## Verilen görev 1
Kayıtlarda "Target: green hill" ifadesini içeren satırdan başlayıp kayıtların son satırına kadar, iki uç da dahil, satırları aynen yazın. Resimleri cevaba almayın.

#####

Bir örnek de Abese suresinden verelim. Bu sure, âmâ olan İbn-i Ümm-i Mektûm hakkında nazil oldu. Şöyle ki: Bir gün Abdullah b. Ümm-i Mektûm, Hz. Peygamber (s.a.v.)’in yanına geldi ve: ’Ey Allah’ın Rasûlü! Beni irşat et. Al¬lah’ın sana öğrettiklerinden bana öğret, bana oku!’ diye talepte bulunmaya başladı. O sıra Rasûlullah (s.a.v.)’in yanında Kureyş müşriklerinin ileri gelenlerinden Utbe b. Rabîa, Şeybe b. Rabîa, Ebû Cehil, Ümeyye b. Halef ve Velid b. Muğîre vardı. Rasûl-i Ekrem, onlara konuşuyor olduğundan İbn-i Ümm-i Mektûm’a cevap vermedi. O ısrar edince de ondan yüzünü çevirmişti. İşte sure bunun üzerine indi. İbn-i Ümm-i Mektum (r.a.) kör olduğu için Rasûlullah (s.a.v.)’in birileri ile görüştüğünü görememiş ve bu sebeple araya girerek Rasûlullah (s.a.v.) ile konuşmuştur. Rasûlullah (s.a.v.) yüz çevirmesi ise asla onun kör olması ile alakalı değil, sözün arasına direk girmesinden dolayıdır. Çünkü bu sırada müşriklerden cevap beklemektedir. Şimdi burada Rasûlullah (s.a.v.) o müşriklerin hidayet bulmayacağını nerden bilecekti.

#####

## Verilen görev 2
Abese suresiyle ilgili metne göre Rasûlullah (s.a.v.) İbn-i Ümm-i Mektûm'dan neden yüz çevirdi? Bir ila üç cümleyle açıklayın.

#####

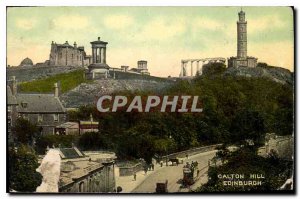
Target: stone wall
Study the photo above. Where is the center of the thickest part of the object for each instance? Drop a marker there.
(282, 145)
(89, 93)
(101, 180)
(129, 171)
(38, 72)
(193, 151)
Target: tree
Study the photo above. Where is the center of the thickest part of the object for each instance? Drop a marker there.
(92, 141)
(248, 125)
(23, 163)
(25, 131)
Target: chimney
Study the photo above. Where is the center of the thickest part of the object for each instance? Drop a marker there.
(13, 85)
(56, 90)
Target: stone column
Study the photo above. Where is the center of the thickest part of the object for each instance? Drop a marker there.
(100, 58)
(104, 55)
(191, 68)
(94, 55)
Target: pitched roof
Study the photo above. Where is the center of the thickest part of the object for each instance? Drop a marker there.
(11, 100)
(70, 153)
(39, 103)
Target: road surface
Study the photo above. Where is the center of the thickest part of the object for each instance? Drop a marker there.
(173, 174)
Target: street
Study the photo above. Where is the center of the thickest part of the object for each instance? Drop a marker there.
(174, 175)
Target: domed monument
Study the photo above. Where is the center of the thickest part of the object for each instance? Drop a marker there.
(98, 69)
(26, 62)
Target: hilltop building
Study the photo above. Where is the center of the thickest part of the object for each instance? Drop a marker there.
(141, 68)
(26, 62)
(45, 110)
(98, 68)
(67, 55)
(242, 60)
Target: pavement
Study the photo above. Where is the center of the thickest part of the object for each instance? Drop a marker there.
(146, 183)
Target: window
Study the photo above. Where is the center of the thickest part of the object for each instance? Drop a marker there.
(25, 116)
(40, 117)
(24, 104)
(55, 117)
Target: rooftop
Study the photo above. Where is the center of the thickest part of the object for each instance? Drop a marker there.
(11, 100)
(39, 103)
(99, 41)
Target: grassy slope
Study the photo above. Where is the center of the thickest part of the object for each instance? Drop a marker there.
(67, 81)
(70, 80)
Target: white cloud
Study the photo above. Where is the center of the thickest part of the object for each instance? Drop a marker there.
(25, 24)
(207, 24)
(162, 28)
(118, 21)
(71, 22)
(265, 23)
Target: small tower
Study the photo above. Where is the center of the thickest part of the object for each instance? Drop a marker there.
(242, 36)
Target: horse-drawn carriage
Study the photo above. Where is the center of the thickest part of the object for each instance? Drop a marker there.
(190, 173)
(162, 187)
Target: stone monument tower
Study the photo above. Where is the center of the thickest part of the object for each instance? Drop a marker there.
(242, 60)
(242, 36)
(98, 68)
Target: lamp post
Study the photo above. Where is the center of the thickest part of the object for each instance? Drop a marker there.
(170, 137)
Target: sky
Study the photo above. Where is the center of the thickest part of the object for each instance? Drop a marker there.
(161, 35)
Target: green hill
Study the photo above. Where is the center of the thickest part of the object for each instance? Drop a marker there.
(67, 82)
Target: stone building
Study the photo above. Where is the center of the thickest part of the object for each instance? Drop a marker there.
(86, 172)
(67, 55)
(242, 60)
(11, 107)
(26, 62)
(44, 110)
(98, 68)
(141, 68)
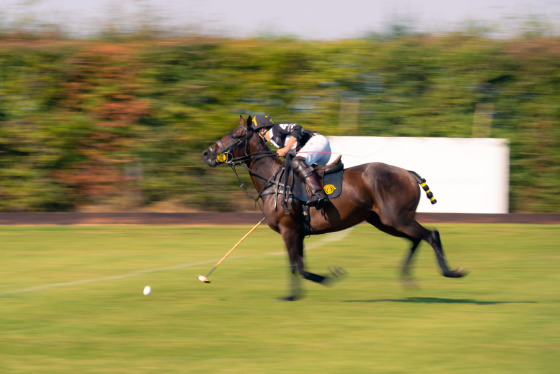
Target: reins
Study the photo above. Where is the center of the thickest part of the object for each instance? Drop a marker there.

#####

## Nihai cevap 1
Target: green hill
Study the photo above. Where is the center of the thickest part of the object for each instance? Drop a marker there.
(67, 82)
Target: stone building
Study the photo above. Where is the center of the thickest part of the object for each instance? Drop a marker there.
(86, 172)
(67, 55)
(242, 60)
(11, 107)
(26, 62)
(44, 110)
(98, 68)
(141, 68)
Target: reins
Study the photo above. Where is the center of the thickest part of the object for each instance? Drop a marker there.

## Nihai cevap 2
Metne göre bu yüz çevirmenin İbn-i Ümm-i Mektûm'un kör olmasıyla hiçbir ilgisi yoktu. İbn-i Ümm-i Mektûm sözün arasına doğrudan girmişti. Rasûlullah (s.a.v.) de o sırada müşriklerden cevap bekliyordu.